● Objetivo: Transcreva, por favor, sem qualquer alteração, o trecho do texto sobre o contrato de conta corrente que começa nas palavras "Apenas o pagamento" e termina em "de conta corrente.".

● Texto de leitura:

◆ ◆ ◆ ◆ ◆ ◆ ◆

Para a apelante não se está perante um contrato de conta corrente, por não se haver demonstrada vontade nem factores essenciais que integram esse tipo contratual, mas sim e antes que os fornecimentos dos produtos e vasilhames efectuados pela autora à ré teriam de ser pagos 25 dias após o fmal de quinzena a que respeitavam, para além de várias vezes ter exigido o pagamento do saldo devedor, originando a resolução até do contrato.
Daqui resulta que a questão essencial deste recurso consiste em averiguar, face à matéria dada como provada, que contrato existiu e se fixou entre as partes, ou melhor, se o contrato celebrado entre as partes se pode classificar de contrato de conta corrente, sem esquecer que apenas releva para efeitos de determinação desde quando são devidos juros.
Vejamos.
O artigo 344º do C. Comercial define o contrato de conta corrente da seguinte forma:
" Dá-se o contrato de conta corrente todas as vezes que duas pessoas, tendo de entregar valores uma à outra, se obrigam a transformar seus créditos em artigos de «deve» e «há-de haver» , de sorte que só o saldo final resultante da sua liquidação seja exigível”
Vários tratadistas, desde Cunha Gonçalves em Comentário Código Comercial, 2, pág. 355 e segts, Vaz Serra no BMJ 72, pág. 53 a Alberto dos Reis, Procossos Especiais, 1°, pág. 315, tentam definir e limitar o âmbito deste tipo contratual.
E dos seus ensinamentos, podemos retirar que este contrato tem como bases fundamentais duas características essenciais e podemos até aceitar e assentar que ele pressupõe:
1° - que duas pessoas tenham de entregar valores uma à outra;
2° - que se obriguem a transformar os seus créditos em «deve» e «há-de haver».
3° - que apenas o saldo final resultante da liquidação seja exigível.
Resulta daqui que para se estar na presença de um contrato de conta corrente necessário se torna que resulte da matéria factual que as partes tenham estipulado, ainda que de forma meramente consensual, na medida em que este tipo de contrato não está sujeito a forma específica, lançar a débito e crédito os valores que forem entregando mutuamente, obrigando-se a exigir somente o saldo final.
Tendo só o saldo final individualidade, quando apurado e pago, apenas deste haverá quitação, constituindo este pressuposto mesmo, o seu traço fundamental, na medida em que os juros do saldo correm apenas da data da liquidação - art. 348° & único do C. Comercial-.
Ora, dos elementos constantes dos autos, verificamos a fls. 5 e seguintes que entre a autora e a ré foi firmado um "contrato de distribuição n.º 372/2" que na sua cláusula 7ª n.º 3 determina que " no caso de extinção, por qualquer forma, do presente contrato, a U..... enviará ao Distribuidor o saldo da sua conta corrente, o qual deverá ser regularizado no prazo de 30 dias".
Deste facto e ainda da comunicação da autora na fase pré-contenciosa em que exigiu.
Apenas o pagamento do saldo, excluindo os juros e na interpelação feita no sentido de regularização do saldo final do extracto de conta corrente, conclui o tribunal recorrido que se está perante um verdadeiro contrato de conta corrente.

◆ ◆ ◆ ◆ ◆ ◆ ◆

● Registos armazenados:

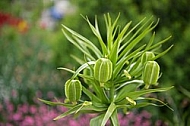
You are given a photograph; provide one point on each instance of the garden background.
(32, 46)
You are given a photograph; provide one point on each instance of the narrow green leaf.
(90, 94)
(96, 121)
(98, 35)
(78, 45)
(151, 41)
(137, 39)
(126, 43)
(159, 43)
(92, 108)
(129, 87)
(123, 60)
(69, 112)
(86, 46)
(108, 114)
(116, 45)
(157, 100)
(162, 53)
(55, 103)
(136, 94)
(82, 67)
(114, 118)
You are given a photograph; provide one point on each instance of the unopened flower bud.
(147, 56)
(73, 90)
(151, 73)
(103, 70)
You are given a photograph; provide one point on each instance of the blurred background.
(32, 46)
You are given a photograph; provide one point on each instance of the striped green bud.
(103, 70)
(147, 56)
(151, 73)
(73, 90)
(87, 72)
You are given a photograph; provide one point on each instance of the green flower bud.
(151, 73)
(87, 72)
(103, 70)
(73, 90)
(147, 56)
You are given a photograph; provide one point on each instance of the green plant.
(121, 61)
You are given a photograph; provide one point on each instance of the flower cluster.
(116, 76)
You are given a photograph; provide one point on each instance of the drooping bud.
(73, 90)
(150, 73)
(147, 56)
(103, 70)
(87, 72)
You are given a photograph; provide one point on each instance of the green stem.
(112, 92)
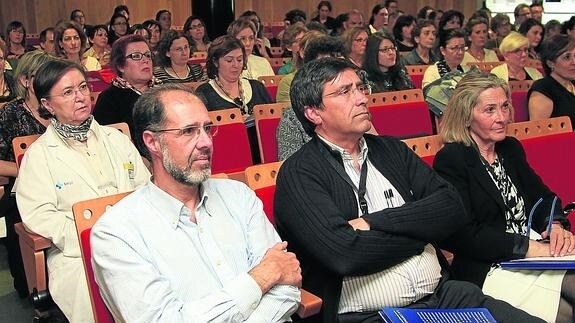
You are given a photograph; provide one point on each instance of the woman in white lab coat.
(74, 160)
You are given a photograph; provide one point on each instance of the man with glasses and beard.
(187, 248)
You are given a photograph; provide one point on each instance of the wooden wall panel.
(38, 14)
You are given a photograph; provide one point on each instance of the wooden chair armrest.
(33, 240)
(310, 304)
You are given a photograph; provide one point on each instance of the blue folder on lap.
(410, 315)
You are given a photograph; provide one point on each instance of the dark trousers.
(454, 294)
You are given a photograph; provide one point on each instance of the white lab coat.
(52, 178)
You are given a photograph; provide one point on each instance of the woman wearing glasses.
(173, 55)
(515, 51)
(131, 60)
(195, 29)
(70, 45)
(452, 48)
(385, 71)
(74, 160)
(507, 204)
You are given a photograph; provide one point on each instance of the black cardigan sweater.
(483, 241)
(313, 205)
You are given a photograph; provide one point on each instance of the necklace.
(178, 75)
(238, 101)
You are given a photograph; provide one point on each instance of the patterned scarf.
(123, 84)
(68, 131)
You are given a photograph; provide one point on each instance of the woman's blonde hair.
(455, 124)
(512, 42)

◆ ◆ ◆ ◆ ◆ ◆ ◆

● Resultado do exercício:
Apenas o pagamento do saldo, excluindo os juros e na interpelação feita no sentido de regularização do saldo final do extracto de conta corrente, conclui o tribunal recorrido que se está perante um verdadeiro contrato de conta corrente.